> **PAGE EXTRACT**
►
The 1939 White Paper: Britain’s Retreat

In the aftermath of the uprisings, Britain was forced to reconsider its strategy in Palestine. The 1939 White Paper  limited Jewish immigration to 15,000 people per year for five years (a total of 75,000); any further immigration would require Arab consent. In addition, regional restrictions were imposed on Jewish land purchases, and a future promise of independence for Palestine was made, though the timetable remained unspecified.

Chapter 5: Nazism, the Holocaust, and Jewish Migration — From Tragedy to State-Building
Europe After 1933: The Beginning of a Catastrophe

With Adolf Hitler’s rise to power in Germany in 1933, a new and dark era began for Jews across Europe. The Nazi regime systematically implemented anti-Jewish laws:

  • Jews were dismissed from government positions,
  • Excluded from academia, the press, and public life,
  • Stripped of citizenship rights under the Nuremberg Laws.

This discrimination was not confined to Germany. Anti-Semitism also surged in countries such as Poland, Hungary, and Romania. Events like Kristallnacht in 1938 demonstrated that Jews were physically threatened as well.

The Journey to Palestine: Escape, Not Migration

During this period, Jewish agencies organized to accelerate immigration to Palestine. However, the 1939 White Paper imposed strict immigration quotas. As a result, thousands of Jews attempted to reach Palestine illegally via the Mediterranean.

These journeys were perilous:

  • Smuggling ships were overcrowded,
  • The British Royal Navy enforced a naval blockade,
  • Immigrants who reached the ports were often detained or sent to camps in Cyprus.

Many ships sank at sea or were turned back. These tragedies, combined with the horrors of the Holocaust, reinforced Zionist leaders’ arguments for the necessity of establishing a Jewish state in Palestine.
◄
> **TASK REQUIREMENTS**
a) In the extract, what yearly cap on Jewish immigration did the 1939 White Paper set, and for how long?
b) Return the part of the extract starting at "The Journey to" and ending at "camps in Cyprus.", word for word.
The rows after the extract are separate material.

> **SOURCE DATA**
►
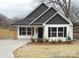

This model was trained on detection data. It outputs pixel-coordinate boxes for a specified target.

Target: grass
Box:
[0,28,14,39]
[13,41,79,58]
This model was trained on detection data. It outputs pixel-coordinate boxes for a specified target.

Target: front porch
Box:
[17,26,44,39]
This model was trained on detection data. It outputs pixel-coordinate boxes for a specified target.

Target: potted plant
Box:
[58,39,62,43]
[66,36,71,43]
[31,39,35,43]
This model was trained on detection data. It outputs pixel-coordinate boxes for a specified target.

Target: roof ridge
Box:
[30,8,50,24]
[24,3,49,20]
[30,7,57,24]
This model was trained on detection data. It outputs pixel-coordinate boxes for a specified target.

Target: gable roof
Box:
[32,7,57,25]
[14,3,48,25]
[46,14,69,24]
[14,3,72,25]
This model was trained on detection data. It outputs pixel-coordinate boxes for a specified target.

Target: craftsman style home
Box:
[14,3,73,41]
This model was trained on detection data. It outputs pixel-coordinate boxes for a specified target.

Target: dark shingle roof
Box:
[32,7,57,25]
[14,3,48,25]
[46,14,69,24]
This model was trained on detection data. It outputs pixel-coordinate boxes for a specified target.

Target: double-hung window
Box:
[19,27,26,35]
[58,27,64,37]
[27,27,31,35]
[48,27,57,37]
[48,27,67,37]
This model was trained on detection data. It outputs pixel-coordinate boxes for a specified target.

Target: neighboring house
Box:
[13,3,73,41]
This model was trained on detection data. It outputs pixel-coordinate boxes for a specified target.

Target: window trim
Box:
[48,27,67,38]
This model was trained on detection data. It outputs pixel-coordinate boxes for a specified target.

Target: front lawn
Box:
[13,41,79,58]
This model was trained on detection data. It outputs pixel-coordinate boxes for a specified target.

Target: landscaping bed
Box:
[13,41,79,58]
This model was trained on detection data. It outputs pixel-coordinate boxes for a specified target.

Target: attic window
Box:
[19,27,26,35]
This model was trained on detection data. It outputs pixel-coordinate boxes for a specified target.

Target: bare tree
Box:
[33,0,71,18]
[70,5,79,23]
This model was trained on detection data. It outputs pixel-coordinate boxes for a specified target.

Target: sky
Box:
[0,0,79,18]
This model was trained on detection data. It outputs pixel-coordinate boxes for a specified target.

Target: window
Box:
[20,27,26,35]
[27,27,31,35]
[51,27,57,37]
[48,27,67,37]
[48,27,57,37]
[64,27,67,37]
[58,27,64,37]
[48,27,51,37]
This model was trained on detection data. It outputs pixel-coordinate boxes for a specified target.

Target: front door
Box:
[38,27,43,38]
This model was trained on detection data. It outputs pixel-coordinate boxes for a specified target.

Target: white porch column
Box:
[34,27,38,39]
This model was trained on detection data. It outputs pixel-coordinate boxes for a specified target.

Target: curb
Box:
[10,41,29,58]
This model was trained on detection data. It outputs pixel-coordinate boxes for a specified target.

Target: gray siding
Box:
[14,3,48,25]
[46,14,69,24]
[33,7,57,25]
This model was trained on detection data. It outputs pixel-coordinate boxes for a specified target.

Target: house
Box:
[13,3,73,41]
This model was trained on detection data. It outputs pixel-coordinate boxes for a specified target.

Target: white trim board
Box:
[30,8,50,25]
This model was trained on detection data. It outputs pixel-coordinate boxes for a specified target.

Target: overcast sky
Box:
[0,0,79,18]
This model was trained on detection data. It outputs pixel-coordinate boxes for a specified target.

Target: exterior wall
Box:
[44,24,73,41]
[17,24,73,41]
[0,27,17,39]
[17,26,31,39]
[17,26,42,39]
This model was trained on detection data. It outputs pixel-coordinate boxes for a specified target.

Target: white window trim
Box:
[19,27,27,36]
[50,27,67,38]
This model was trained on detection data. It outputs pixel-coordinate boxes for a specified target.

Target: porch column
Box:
[34,27,37,39]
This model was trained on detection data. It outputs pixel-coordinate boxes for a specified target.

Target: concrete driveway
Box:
[0,39,28,58]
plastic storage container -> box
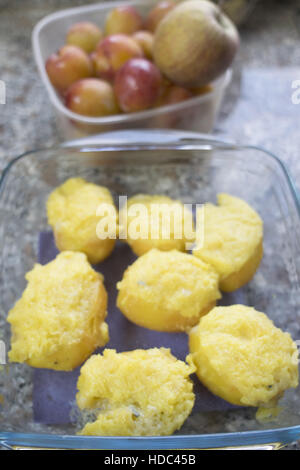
◄
> **RESPONSES BY TASK**
a) 15,000 people per year for five years, a total of 75,000.

b)
The Journey to Palestine: Escape, Not Migration

During this period, Jewish agencies organized to accelerate immigration to Palestine. However, the 1939 White Paper imposed strict immigration quotas. As a result, thousands of Jews attempted to reach Palestine illegally via the Mediterranean.

These journeys were perilous:

  • Smuggling ships were overcrowded,
  • The British Royal Navy enforced a naval blockade,
  • Immigrants who reached the ports were often detained or sent to camps in Cyprus.